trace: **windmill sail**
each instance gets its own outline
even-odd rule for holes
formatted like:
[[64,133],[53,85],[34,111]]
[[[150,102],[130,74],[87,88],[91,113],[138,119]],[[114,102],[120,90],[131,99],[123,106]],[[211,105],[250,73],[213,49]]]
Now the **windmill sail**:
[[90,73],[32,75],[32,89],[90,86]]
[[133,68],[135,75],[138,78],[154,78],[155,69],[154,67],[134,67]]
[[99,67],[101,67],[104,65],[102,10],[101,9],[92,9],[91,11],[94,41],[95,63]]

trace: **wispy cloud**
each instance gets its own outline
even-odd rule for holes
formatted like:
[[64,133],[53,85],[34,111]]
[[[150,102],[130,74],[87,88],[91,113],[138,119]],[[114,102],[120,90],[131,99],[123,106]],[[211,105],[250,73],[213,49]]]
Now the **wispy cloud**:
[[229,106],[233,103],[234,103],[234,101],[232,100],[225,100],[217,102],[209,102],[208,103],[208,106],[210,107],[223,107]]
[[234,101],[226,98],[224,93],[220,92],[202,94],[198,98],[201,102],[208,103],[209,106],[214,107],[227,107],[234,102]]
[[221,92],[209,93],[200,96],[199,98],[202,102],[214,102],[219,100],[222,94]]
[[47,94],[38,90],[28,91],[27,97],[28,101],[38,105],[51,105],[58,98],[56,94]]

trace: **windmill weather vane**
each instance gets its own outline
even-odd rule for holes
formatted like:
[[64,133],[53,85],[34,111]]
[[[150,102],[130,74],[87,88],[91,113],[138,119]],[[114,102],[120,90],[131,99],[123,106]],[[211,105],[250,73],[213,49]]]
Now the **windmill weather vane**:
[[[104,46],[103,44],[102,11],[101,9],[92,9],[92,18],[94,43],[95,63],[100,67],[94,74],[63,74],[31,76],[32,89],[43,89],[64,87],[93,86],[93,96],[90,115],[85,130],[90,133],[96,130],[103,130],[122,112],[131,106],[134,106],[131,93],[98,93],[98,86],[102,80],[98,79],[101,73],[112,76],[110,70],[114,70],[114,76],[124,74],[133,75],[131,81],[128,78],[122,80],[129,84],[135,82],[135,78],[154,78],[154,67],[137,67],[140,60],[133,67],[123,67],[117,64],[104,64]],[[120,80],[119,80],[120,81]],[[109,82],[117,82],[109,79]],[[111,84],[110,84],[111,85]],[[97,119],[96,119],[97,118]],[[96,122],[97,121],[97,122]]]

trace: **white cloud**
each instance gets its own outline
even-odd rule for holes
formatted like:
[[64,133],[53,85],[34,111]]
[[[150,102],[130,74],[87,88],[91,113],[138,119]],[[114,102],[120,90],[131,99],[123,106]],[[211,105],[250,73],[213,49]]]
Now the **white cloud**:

◆ Short problem: Reproduce the entries from the line containing "trace: **windmill weather vane**" through the end of the entries, inclusive, renaming "outline" to "contour" and leaving everything else unchanged.

◆ Task result:
trace: **windmill weather vane**
each instance gets its own contour
even-odd rule for holes
formatted like:
[[64,133],[53,85],[34,111]]
[[[150,102],[130,74],[87,88],[91,113],[138,119]],[[114,102],[120,90],[131,99],[123,106]],[[211,105],[250,73],[213,49]]]
Now the **windmill weather vane**:
[[[104,46],[103,44],[102,11],[101,9],[92,9],[92,18],[94,43],[95,63],[100,67],[94,74],[63,74],[31,76],[32,89],[43,89],[64,87],[93,86],[93,96],[90,115],[85,130],[90,133],[96,130],[103,130],[122,112],[131,106],[134,106],[131,93],[98,93],[98,86],[102,80],[98,79],[101,73],[112,76],[110,70],[114,70],[114,76],[124,74],[133,75],[131,81],[128,78],[122,80],[129,84],[135,82],[135,78],[154,78],[154,67],[137,67],[140,60],[133,67],[123,67],[117,64],[104,64]],[[120,80],[119,80],[120,81]],[[109,82],[117,82],[109,79]],[[111,84],[110,84],[111,85]],[[97,119],[96,119],[97,118]],[[96,122],[97,121],[97,122]]]

trace: **white cloud**
each instance gets its own contour
even-odd rule for holes
formatted like:
[[64,133],[53,85],[34,111]]
[[[150,102],[130,74],[87,88],[91,113],[138,119]],[[114,102],[120,90],[131,99],[123,106]],[[211,105],[250,73],[213,49]]]
Now the **white cloud**:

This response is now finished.